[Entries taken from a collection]
= = =

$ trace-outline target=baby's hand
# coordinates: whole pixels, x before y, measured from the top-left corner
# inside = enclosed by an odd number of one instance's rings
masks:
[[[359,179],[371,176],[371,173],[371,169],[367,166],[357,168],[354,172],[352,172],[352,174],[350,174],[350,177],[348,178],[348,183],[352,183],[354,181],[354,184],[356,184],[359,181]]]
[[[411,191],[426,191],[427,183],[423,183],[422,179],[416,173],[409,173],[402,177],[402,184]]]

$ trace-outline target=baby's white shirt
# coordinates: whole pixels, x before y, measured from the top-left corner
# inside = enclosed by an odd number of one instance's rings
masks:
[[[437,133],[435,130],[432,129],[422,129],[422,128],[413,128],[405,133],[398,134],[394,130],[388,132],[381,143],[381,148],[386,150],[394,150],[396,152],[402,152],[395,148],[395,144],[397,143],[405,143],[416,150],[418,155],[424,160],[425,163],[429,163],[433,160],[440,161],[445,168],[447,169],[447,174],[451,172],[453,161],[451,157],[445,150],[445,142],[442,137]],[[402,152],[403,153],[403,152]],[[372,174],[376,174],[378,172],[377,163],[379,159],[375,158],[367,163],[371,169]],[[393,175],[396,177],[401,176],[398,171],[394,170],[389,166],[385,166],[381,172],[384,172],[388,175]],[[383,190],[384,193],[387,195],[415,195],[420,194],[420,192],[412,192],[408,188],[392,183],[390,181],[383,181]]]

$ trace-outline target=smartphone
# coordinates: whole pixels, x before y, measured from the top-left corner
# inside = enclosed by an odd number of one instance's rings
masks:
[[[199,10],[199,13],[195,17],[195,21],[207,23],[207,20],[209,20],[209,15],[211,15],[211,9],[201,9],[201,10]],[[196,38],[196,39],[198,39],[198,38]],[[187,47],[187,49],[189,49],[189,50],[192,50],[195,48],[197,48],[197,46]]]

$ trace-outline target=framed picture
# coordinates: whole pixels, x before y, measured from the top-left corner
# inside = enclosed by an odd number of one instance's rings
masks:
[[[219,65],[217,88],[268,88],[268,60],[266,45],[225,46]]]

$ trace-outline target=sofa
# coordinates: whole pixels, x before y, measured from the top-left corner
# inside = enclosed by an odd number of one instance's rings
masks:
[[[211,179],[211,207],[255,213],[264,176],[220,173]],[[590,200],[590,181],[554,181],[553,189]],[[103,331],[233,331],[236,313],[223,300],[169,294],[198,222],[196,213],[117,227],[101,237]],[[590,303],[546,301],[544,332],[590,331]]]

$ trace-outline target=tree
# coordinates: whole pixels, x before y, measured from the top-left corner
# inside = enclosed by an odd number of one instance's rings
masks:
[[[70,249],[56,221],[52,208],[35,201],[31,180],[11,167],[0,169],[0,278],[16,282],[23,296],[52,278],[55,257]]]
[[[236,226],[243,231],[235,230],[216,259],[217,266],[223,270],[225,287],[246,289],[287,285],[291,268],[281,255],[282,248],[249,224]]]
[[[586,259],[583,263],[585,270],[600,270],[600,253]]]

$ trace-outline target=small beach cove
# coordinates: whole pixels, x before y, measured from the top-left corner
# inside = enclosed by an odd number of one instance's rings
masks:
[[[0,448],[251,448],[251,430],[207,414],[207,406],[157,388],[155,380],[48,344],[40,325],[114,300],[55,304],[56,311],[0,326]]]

= = =

Match on "outline": copy every line in the records that has it.

$ trace-outline target=baby's hand
$ trace-outline target=baby's white shirt
$ trace-outline target=smartphone
$ trace-outline target=framed picture
$ trace-outline target=sofa
$ trace-outline target=tree
$ trace-outline target=small beach cove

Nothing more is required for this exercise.